◆ **DOCUMENT SECTION**
○ ○ ○ ○

There are less than a handful of US uranium companies capable of producing uranium today. And clearly those companies would expect to the be at the front of the queue. Energy Fuels with the only working uranium (and vanadium) mill in the US, White Mesa, probably think it deserves to be at the head of that queue. In the current market it would be hard to argue against that.

Energy Fuels and UR Energy may also be buoyed by a statement put out by The Office of Nuclear Energy, which sits within the US Department of Energy, asking for the $150M to set up a uranium reserve to further protect the nation’s energy security interests. The new program will help to re-establish the nation’s nuclear fuel supply-chain through the domestic production and conversion of uranium. The reserve is expected to support the operation of at least two U.S. uranium mines and will ensure there is a backup supply of uranium in the event of a significant market disruption that prevents entities from acquiring fuel. NE would begin the procurement process for the reserve in FY21.”

○ ○ ○ ○

◆ **EXCERPTED RECORDS**
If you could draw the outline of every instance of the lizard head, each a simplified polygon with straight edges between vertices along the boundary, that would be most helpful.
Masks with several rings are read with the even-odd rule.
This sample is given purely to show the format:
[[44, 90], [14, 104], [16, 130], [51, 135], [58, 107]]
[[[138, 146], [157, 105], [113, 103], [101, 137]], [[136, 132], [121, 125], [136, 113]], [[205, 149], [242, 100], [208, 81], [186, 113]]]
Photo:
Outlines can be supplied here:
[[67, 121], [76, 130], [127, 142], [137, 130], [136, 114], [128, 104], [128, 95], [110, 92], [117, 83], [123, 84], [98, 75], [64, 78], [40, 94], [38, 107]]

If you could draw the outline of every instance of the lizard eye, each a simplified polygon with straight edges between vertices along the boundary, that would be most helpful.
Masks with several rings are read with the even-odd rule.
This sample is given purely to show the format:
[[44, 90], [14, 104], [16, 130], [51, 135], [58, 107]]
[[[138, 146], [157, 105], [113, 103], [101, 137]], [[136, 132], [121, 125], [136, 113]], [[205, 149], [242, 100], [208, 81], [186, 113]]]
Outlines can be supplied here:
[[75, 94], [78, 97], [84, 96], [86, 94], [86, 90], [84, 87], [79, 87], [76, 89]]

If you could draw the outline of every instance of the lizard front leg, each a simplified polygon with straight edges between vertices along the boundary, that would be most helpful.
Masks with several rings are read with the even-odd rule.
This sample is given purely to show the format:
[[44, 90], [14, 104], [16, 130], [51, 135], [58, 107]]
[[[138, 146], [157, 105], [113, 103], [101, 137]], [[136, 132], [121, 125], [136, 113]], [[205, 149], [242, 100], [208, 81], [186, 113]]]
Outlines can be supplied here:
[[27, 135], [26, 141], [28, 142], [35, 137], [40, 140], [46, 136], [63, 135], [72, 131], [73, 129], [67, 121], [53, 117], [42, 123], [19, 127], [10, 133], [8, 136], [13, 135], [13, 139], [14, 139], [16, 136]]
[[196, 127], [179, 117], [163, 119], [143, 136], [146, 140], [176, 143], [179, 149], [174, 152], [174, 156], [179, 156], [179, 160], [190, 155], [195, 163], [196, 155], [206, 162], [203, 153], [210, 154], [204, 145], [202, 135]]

○ ○ ○ ○

◆ **PROBLEM TO SOLVE**
Rewrite the passage about US uranium producers between "There are less" and "argue against that.", inclusive, changing "queue" to "line". The entries have nothing to do with the text.

◆ **WORKED SOLUTION**
There are less than a handful of US uranium companies capable of producing uranium today. And clearly those companies would expect to the be at the front of the line. Energy Fuels with the only working uranium (and vanadium) mill in the US, White Mesa, probably think it deserves to be at the head of that line. In the current market it would be hard to argue against that.